教育、医療の次に、
PC・IT業界の変遷も振り返ってみます。
私がIT企業に入社したころは、
まだITという言葉がなかったのでPCと言うことにしますが、
その頃PC業界はとてもとても地味でした。
ディスプレイはブラウン管。真っ黒な画面。そこにコマンドラインといって、
アルファベットの命令をキーボードから打ち出して、
システムやいろんな仕組みを作っていくのです。
今でこそもてはやされているPC技術者は、その頃「おタク」と言われていました。
ファッションセンスも社交性も明るさも、ないに等しく、
アルファベットの羅列であるPC専門用語を頻発したり、空気を読めない発言をしたりして、
「アイツはおタクだから」と言われて笑われるのです。
アキバ(秋葉原)も今でこそ華やかですが、
以前はPCや電気ショップ、ジャンク屋さんが立ち並ぶ「おタクのための街」で、
私は仕事で電気ショップに通ったのですが、お昼を食べるお店は、おタクのお兄さんやお父さんが喜びそうな
安さと分量で勝負するお肉系の食堂のようなところばかり、
たった一つ、ミスタードーナッツがあって、お昼はいつもそこ、、、
そんな感じでした。
そんなPC業界に、1995年、大革命がおこりました。
「これからはPC/ITの時代だ!」と声高に叫ばれ、
Windows95が発売され、誰もがPCを使う必要に迫られるようになり、
たくさんの人がこの業界に流れ込んでくるようになったのです。
- - - - - - -
作業内容
PC業界の変遷を述べた抜粋のうち、「アキバ(秋葉原)も今でこそ華やかですが、」を含む箇所から書き写し始め、「たくさんの人がこの業界に流れ込んでくるようになったのです。」の直後で終えてください。
- - - - - - -
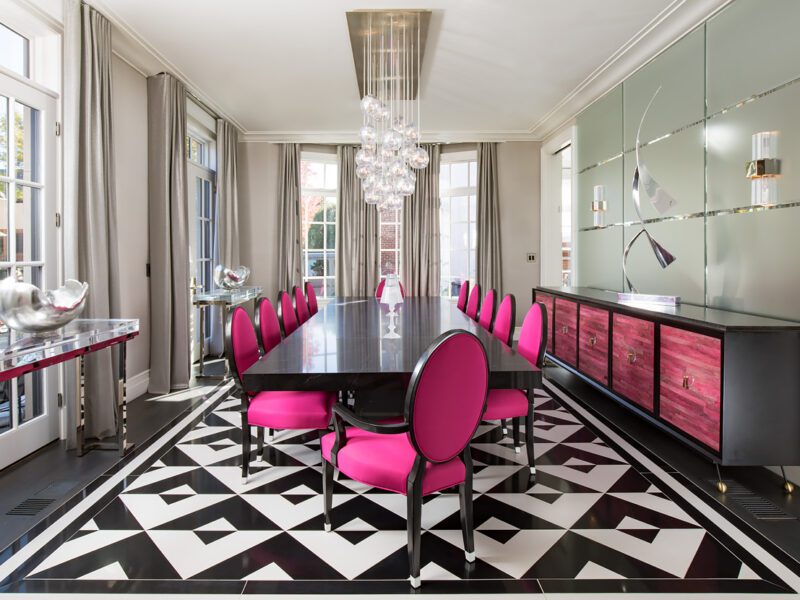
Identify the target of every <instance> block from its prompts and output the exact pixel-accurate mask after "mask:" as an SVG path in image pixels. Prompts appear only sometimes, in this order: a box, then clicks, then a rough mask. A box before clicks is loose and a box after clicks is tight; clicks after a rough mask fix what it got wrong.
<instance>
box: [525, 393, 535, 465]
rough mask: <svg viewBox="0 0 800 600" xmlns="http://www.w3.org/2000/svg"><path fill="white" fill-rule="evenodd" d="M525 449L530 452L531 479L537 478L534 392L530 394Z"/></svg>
mask: <svg viewBox="0 0 800 600" xmlns="http://www.w3.org/2000/svg"><path fill="white" fill-rule="evenodd" d="M525 448H526V449H527V451H528V465H530V468H531V477H533V478H535V477H536V462H535V460H534V457H533V390H531V391H529V392H528V414H527V415H526V416H525Z"/></svg>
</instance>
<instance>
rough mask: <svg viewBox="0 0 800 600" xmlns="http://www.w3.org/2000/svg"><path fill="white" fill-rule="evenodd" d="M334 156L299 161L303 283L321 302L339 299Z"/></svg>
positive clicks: (337, 166)
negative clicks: (330, 298) (336, 256)
mask: <svg viewBox="0 0 800 600" xmlns="http://www.w3.org/2000/svg"><path fill="white" fill-rule="evenodd" d="M338 181H339V177H338V165H337V163H336V155H335V154H317V153H312V152H303V153H302V155H301V157H300V188H301V198H300V212H301V222H302V232H301V233H302V240H303V281H304V282H310V283H311V285H312V286H313V287H314V292H315V293H316V294H317V296H318V297H320V298H332V297H333V296H335V295H336V280H335V277H336V212H337V211H336V192H337V187H338Z"/></svg>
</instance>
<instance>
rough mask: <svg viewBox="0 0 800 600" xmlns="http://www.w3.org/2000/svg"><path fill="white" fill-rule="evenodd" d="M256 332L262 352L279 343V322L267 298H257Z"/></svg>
mask: <svg viewBox="0 0 800 600" xmlns="http://www.w3.org/2000/svg"><path fill="white" fill-rule="evenodd" d="M255 317H256V333H257V334H258V337H259V342H261V349H262V350H263V351H264V354H266V353H268V352H269V351H270V350H272V349H273V348H274V347H275V346H277V345H278V344H280V343H281V324H280V323H279V322H278V313H276V312H275V307H274V306H272V302H270V301H269V298H259V300H258V303H257V304H256V314H255Z"/></svg>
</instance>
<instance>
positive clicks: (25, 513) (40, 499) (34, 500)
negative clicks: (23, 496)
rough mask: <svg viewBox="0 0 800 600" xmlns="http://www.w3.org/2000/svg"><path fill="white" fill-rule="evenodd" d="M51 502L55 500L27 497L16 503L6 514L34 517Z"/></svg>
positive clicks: (49, 504)
mask: <svg viewBox="0 0 800 600" xmlns="http://www.w3.org/2000/svg"><path fill="white" fill-rule="evenodd" d="M53 502H55V500H53V499H52V498H28V499H27V500H23V501H22V502H20V503H19V504H17V505H16V506H15V507H14V508H12V509H11V510H10V511H8V512H7V513H6V514H7V515H12V516H16V517H34V516H36V515H38V514H39V513H40V512H41V511H43V510H44V509H45V508H47V507H48V506H50V505H51V504H52V503H53Z"/></svg>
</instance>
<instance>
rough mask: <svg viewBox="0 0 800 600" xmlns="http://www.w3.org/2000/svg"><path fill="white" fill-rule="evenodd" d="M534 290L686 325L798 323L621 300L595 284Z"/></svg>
mask: <svg viewBox="0 0 800 600" xmlns="http://www.w3.org/2000/svg"><path fill="white" fill-rule="evenodd" d="M534 290H540V291H541V292H543V293H545V294H555V295H559V296H566V297H571V298H574V299H577V300H588V301H591V302H594V303H596V304H602V305H605V306H608V307H609V308H618V309H621V310H622V311H624V312H627V313H632V314H638V315H641V316H643V317H645V318H647V317H649V318H653V317H659V318H661V319H662V320H666V321H674V322H676V323H687V324H689V325H701V326H704V327H710V328H712V329H718V330H722V331H727V330H732V331H735V330H751V331H764V330H767V331H770V330H797V329H800V323H798V322H797V321H783V320H781V319H773V318H770V317H761V316H758V315H750V314H747V313H739V312H734V311H730V310H721V309H717V308H707V307H705V306H699V305H697V304H688V303H681V304H678V305H677V306H657V305H647V306H645V305H640V304H631V303H626V302H620V301H619V300H617V292H607V291H603V290H597V289H594V288H585V287H536V288H534Z"/></svg>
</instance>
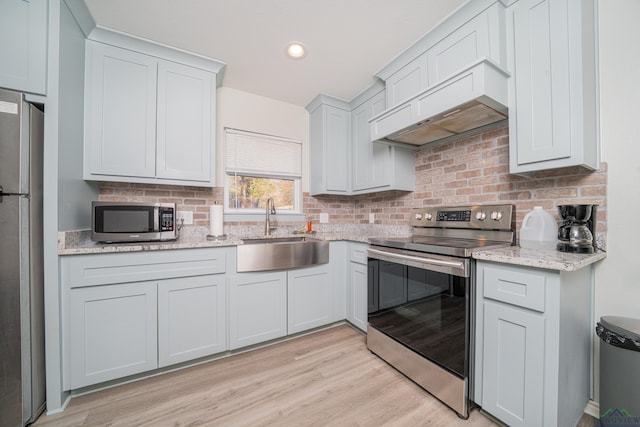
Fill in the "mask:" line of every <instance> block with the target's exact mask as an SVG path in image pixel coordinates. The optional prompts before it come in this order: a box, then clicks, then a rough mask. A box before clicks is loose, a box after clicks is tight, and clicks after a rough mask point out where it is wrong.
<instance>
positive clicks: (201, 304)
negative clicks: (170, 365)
mask: <svg viewBox="0 0 640 427" xmlns="http://www.w3.org/2000/svg"><path fill="white" fill-rule="evenodd" d="M225 288H226V286H225V281H224V275H222V274H220V275H209V276H195V277H185V278H181V279H171V280H163V281H161V282H159V283H158V365H159V367H164V366H168V365H173V364H175V363H179V362H184V361H187V360H192V359H196V358H198V357H204V356H209V355H211V354H215V353H219V352H221V351H225V350H227V339H226V331H227V325H226V318H227V315H226V292H225Z"/></svg>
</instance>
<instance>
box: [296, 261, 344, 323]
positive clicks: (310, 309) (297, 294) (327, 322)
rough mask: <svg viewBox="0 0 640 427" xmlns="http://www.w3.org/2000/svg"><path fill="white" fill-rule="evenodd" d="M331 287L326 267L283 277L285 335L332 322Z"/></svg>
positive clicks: (323, 267)
mask: <svg viewBox="0 0 640 427" xmlns="http://www.w3.org/2000/svg"><path fill="white" fill-rule="evenodd" d="M332 286H333V284H332V280H331V274H330V273H329V267H328V266H327V265H321V266H318V267H311V268H304V269H299V270H293V271H289V272H288V273H287V297H288V306H287V307H288V333H289V334H294V333H296V332H301V331H306V330H307V329H311V328H315V327H317V326H322V325H326V324H327V323H330V322H331V321H332V320H333V315H332V310H331V306H332V304H331V303H332V301H333V292H332Z"/></svg>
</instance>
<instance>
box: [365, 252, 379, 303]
mask: <svg viewBox="0 0 640 427" xmlns="http://www.w3.org/2000/svg"><path fill="white" fill-rule="evenodd" d="M379 270H380V261H378V260H377V259H372V260H369V262H367V313H373V312H375V311H378V310H379V309H380V301H379V296H378V294H379V293H380V288H379V286H378V283H379V282H378V280H379V276H378V274H379Z"/></svg>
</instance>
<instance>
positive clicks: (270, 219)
mask: <svg viewBox="0 0 640 427" xmlns="http://www.w3.org/2000/svg"><path fill="white" fill-rule="evenodd" d="M269 205H271V209H269ZM275 214H276V206H275V204H274V202H273V197H269V198H268V199H267V206H266V213H265V220H264V235H265V236H270V235H271V229H272V228H275V227H272V226H271V215H275Z"/></svg>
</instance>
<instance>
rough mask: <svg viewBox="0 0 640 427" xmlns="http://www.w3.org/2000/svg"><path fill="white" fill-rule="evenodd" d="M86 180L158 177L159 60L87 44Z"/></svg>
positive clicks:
- - - - - - -
解答
アキバ(秋葉原)も今でこそ華やかですが、
以前はPCや電気ショップ、ジャンク屋さんが立ち並ぶ「おタクのための街」で、
私は仕事で電気ショップに通ったのですが、お昼を食べるお店は、おタクのお兄さんやお父さんが喜びそうな
安さと分量で勝負するお肉系の食堂のようなところばかり、
たった一つ、ミスタードーナッツがあって、お昼はいつもそこ、、、
そんな感じでした。
そんなPC業界に、1995年、大革命がおこりました。
「これからはPC/ITの時代だ!」と声高に叫ばれ、
Windows95が発売され、誰もがPCを使う必要に迫られるようになり、
たくさんの人がこの業界に流れ込んでくるようになったのです。